*Passage*:
# Steve Stewart:Brown to 4th black .. Instantly



## kkbb (Nov 18, 2003)

This is the second part of a previous thread..probabley better on it's own

I heard a story about Mr. Stewart that he went from 3rd brown to 4th black (promoted by Mr. Donavan) when he opened his school then tested with the WKKA (who took his 4th rank at face value) using Orange belt techniques. Now I hear that those KYUs that Stewart tested between 1999 and 2002 may not have legit ranks (http://www.wkka.org scroll down to bottom of page) with the WKKA. Anybody got more? Am I right or wrong?


----------



## lvwhitebir (Nov 19, 2003)

> _Originally posted by kkbb _
> *I heard a story about ....  Now I hear ...*



Tread lightly...  Your accusing someone on a public forum with no evidence.  I don't know the person, but I think this is foul play without some sort of supporting evidence.

WhiteBirch


----------



## arnisador (Nov 19, 2003)

> _Originally posted by kkbb _
> *(promoted by Mr. Donavan)*



Which Mr. Donavan (Donovan?) is this? It's a fairly common name.


----------



## kkbb (Nov 20, 2003)

> _Originally posted by lvwhitebir _
> *Tread lightly...  Your accusing someone on a public forum with no evidence.  I don't know the person, but I think this is foul play without some sort of supporting evidence.
> 
> WhiteBirch *


I'm sure an e-mail to the wkka would shed some light on the belt gradings....

I'm not accusing anyone of any thing.... I'm relaying a story... that I hope will return some facts...


----------



## kkbb (Nov 20, 2003)

*The tasks*:
a) In the forum thread about Steve Stewart's rank, what does kkbb say would shed some light on the belt gradings?
b) Print the stretch of the forum thread from "This is the" through "lvwhitebir (Nov 19, 2003)".

*Items drawn from a data source*:

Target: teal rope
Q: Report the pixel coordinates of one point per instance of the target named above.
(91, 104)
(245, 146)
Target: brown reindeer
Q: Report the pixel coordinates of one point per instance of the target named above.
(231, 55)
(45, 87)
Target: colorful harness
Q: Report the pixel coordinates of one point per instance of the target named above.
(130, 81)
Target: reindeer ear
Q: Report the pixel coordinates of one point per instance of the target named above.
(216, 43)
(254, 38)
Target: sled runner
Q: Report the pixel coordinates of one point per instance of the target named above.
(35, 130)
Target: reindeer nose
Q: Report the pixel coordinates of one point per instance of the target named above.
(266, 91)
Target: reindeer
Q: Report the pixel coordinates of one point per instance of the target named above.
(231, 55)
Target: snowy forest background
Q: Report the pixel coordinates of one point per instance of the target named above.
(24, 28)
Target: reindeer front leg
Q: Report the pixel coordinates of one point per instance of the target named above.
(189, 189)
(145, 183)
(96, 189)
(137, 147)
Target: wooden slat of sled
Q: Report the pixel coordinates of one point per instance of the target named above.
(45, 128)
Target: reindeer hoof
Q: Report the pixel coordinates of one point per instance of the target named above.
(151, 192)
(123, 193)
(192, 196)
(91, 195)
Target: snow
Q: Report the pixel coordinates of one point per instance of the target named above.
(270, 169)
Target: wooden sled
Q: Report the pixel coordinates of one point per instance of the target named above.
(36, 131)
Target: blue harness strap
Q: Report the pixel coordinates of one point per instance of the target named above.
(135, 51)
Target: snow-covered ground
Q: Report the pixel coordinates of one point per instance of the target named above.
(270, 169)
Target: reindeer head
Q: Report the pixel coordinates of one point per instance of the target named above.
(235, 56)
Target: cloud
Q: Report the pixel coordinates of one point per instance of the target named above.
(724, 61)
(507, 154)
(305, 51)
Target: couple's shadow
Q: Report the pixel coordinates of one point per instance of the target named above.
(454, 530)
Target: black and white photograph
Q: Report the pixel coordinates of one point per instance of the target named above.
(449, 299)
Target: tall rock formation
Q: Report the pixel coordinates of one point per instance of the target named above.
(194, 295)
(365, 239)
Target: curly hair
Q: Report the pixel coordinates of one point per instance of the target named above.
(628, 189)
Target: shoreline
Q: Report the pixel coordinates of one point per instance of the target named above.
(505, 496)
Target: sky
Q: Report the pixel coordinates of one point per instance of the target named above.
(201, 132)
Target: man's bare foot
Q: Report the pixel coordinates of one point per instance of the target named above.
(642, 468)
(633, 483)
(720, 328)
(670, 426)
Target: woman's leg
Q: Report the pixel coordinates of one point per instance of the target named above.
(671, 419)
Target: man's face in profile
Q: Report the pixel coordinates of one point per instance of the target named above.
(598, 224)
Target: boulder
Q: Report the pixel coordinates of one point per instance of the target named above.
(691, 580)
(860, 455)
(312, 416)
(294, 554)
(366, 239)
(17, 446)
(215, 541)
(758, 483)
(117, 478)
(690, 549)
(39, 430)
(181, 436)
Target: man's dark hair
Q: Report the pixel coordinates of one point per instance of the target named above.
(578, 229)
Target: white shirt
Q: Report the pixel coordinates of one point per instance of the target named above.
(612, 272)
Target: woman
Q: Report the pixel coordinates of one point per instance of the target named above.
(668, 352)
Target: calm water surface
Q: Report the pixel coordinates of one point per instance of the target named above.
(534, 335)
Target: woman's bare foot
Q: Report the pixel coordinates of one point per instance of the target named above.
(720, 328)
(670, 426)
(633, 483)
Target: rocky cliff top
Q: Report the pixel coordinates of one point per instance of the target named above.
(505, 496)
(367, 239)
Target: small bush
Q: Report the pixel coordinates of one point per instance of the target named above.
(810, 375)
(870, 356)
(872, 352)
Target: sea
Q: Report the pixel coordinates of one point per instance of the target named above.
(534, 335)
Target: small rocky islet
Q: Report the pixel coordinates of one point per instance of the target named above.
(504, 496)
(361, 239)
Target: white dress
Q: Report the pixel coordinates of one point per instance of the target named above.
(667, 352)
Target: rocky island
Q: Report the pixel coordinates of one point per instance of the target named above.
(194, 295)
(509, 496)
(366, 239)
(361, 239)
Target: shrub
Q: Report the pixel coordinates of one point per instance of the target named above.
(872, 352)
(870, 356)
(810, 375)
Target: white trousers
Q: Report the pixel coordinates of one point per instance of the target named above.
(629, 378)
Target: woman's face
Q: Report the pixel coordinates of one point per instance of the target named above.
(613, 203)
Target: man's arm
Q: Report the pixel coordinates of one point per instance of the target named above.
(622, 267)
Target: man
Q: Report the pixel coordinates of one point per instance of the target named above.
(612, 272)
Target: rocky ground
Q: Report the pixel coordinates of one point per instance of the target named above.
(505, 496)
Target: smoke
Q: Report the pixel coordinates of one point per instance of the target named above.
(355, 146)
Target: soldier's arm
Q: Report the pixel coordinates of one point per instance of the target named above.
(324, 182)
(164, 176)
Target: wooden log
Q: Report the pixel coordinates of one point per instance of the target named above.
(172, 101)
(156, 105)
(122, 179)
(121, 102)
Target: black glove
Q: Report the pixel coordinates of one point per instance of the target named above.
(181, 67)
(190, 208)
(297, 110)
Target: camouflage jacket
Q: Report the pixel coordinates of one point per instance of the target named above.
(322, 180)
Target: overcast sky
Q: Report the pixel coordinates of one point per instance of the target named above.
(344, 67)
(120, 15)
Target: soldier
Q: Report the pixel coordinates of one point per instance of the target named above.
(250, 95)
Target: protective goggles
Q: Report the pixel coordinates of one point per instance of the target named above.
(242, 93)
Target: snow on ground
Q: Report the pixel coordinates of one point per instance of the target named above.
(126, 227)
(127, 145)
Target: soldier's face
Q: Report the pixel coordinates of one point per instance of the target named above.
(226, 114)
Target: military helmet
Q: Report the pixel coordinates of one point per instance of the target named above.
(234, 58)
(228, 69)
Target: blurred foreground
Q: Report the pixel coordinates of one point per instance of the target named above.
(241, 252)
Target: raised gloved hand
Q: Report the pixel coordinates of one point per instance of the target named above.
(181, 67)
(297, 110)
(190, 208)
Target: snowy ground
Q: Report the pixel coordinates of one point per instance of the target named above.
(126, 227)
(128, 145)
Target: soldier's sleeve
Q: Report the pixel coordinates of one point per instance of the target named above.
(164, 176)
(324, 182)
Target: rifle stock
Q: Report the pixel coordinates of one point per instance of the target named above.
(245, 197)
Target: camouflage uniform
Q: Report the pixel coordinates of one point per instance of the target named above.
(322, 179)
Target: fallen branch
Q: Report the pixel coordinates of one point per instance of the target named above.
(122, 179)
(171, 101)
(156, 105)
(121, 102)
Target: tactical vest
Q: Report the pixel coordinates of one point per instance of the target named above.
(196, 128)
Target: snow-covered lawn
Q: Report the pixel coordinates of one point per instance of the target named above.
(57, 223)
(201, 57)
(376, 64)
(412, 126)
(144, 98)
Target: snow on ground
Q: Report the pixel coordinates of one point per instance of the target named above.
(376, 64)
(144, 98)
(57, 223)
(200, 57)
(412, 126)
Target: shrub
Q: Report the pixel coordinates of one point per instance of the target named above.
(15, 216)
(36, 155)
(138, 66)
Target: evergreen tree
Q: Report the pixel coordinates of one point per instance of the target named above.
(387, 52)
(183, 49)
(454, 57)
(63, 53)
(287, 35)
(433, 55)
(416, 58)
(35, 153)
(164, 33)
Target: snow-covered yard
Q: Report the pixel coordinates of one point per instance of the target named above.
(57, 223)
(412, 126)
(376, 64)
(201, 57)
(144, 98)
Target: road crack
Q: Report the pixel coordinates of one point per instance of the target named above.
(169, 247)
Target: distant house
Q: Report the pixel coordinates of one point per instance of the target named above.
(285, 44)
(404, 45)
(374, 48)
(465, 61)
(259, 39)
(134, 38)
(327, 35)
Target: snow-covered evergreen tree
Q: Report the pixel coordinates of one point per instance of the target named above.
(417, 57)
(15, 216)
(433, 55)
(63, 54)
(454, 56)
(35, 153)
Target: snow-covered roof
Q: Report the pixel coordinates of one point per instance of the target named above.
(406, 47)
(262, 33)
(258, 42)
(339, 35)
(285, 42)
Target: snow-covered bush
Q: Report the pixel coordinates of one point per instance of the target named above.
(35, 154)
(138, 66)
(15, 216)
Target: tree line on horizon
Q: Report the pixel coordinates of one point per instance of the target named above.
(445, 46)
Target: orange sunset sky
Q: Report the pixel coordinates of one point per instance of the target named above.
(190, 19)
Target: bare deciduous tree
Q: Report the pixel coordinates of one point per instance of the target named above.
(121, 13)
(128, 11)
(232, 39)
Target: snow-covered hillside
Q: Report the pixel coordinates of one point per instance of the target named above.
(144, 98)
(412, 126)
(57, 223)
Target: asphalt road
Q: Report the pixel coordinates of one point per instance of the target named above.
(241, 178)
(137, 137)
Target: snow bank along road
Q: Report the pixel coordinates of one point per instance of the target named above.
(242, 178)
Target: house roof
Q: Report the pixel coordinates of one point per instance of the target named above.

*Solutions to the exercise*:
a) An e-mail to the WKKA.

b)
This is the second part of a previous thread..probabley better on it's own

I heard a story about Mr. Stewart that he went from 3rd brown to 4th black (promoted by Mr. Donavan) when he opened his school then tested with the WKKA (who took his 4th rank at face value) using Orange belt techniques. Now I hear that those KYUs that Stewart tested between 1999 and 2002 may not have legit ranks (http://www.wkka.org scroll down to bottom of page) with the WKKA. Anybody got more? Am I right or wrong?


----------



## lvwhitebir (Nov 19, 2003)